** Start Stored records **

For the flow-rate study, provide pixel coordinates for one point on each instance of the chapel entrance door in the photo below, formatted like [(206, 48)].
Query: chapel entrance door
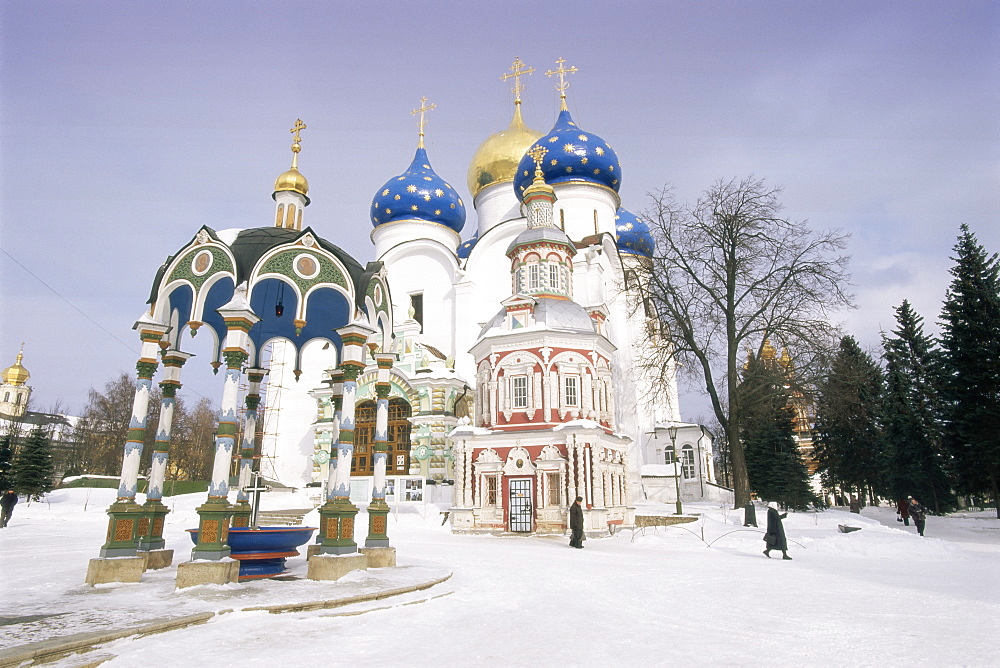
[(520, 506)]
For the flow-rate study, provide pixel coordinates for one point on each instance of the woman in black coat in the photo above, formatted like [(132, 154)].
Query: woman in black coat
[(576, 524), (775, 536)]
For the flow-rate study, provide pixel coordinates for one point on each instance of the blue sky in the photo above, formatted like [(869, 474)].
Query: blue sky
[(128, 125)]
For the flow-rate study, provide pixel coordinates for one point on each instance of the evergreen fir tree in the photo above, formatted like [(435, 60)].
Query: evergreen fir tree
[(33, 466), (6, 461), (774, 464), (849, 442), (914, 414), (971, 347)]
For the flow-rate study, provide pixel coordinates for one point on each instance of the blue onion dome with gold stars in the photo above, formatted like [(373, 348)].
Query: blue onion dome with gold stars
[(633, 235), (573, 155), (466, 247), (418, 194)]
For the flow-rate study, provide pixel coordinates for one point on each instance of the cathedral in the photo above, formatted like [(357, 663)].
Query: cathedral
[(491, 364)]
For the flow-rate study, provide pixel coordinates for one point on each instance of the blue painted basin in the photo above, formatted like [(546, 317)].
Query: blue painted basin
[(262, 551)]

** End Stored records **
** Start Stored records **

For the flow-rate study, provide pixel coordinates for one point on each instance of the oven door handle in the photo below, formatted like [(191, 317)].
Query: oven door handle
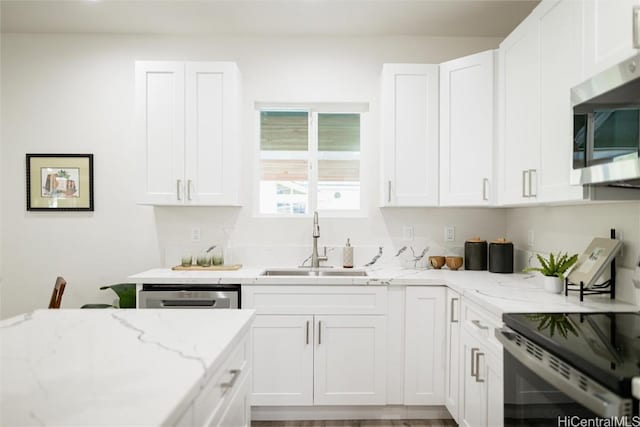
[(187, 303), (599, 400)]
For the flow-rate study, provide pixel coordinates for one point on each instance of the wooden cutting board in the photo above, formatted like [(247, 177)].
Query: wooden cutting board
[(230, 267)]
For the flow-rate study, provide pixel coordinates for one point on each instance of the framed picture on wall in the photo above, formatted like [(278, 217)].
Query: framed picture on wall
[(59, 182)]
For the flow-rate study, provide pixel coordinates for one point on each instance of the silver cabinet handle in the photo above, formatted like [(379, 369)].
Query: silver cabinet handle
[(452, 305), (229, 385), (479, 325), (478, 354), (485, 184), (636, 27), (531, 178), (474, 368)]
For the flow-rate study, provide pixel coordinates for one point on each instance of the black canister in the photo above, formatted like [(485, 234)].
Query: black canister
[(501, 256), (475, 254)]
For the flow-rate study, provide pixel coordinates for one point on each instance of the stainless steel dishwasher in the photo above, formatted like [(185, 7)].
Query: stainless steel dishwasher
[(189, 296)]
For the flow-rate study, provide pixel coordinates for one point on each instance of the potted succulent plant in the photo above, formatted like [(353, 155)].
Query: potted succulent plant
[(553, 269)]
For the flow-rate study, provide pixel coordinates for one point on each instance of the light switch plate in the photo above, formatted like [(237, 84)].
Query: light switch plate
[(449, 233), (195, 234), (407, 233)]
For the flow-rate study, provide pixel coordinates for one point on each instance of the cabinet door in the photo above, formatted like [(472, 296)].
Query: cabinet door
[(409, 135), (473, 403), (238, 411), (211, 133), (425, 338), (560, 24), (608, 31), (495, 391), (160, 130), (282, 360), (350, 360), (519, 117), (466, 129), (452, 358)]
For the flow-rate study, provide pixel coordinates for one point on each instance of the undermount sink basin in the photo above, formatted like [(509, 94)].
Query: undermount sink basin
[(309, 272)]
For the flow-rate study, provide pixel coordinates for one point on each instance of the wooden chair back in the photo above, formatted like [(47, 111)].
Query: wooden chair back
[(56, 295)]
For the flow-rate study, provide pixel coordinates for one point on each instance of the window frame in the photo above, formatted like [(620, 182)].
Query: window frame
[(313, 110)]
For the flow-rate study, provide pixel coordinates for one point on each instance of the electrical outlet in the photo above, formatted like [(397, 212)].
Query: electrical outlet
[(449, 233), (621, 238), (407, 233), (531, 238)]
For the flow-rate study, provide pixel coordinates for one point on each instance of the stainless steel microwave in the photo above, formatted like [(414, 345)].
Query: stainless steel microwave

** End Stored records **

Copy out, word for word, the lines of the items from the one containing "like [(485, 234)]." down to the one containing "[(449, 233), (195, 234), (407, 233)]", with both of those lines included.

Correct result |
For the flow-rate study, provide pixel coordinates for one point on each instance of the black canister in the photo above, formatted like [(485, 234)].
Query: black canister
[(501, 256), (475, 254)]
For the flow-rate study, provide pixel coordinates for one point on each instance of the stainless steel dishwasher in the photo above, formatted like [(185, 7)].
Query: stainless steel dishwasher
[(189, 296)]
For the flow-rate study, provide pixel coordinates for one point on each instance of the potted succulent plant in the photo above, formatted like [(353, 155)].
Query: potted succulent plant
[(553, 269)]
For the flow-rate study, provide pixel coordinates for one point on each instance of the light switch plate in the photo above, formatted like [(237, 84)].
Query: light switch plate
[(449, 233), (195, 234), (407, 233)]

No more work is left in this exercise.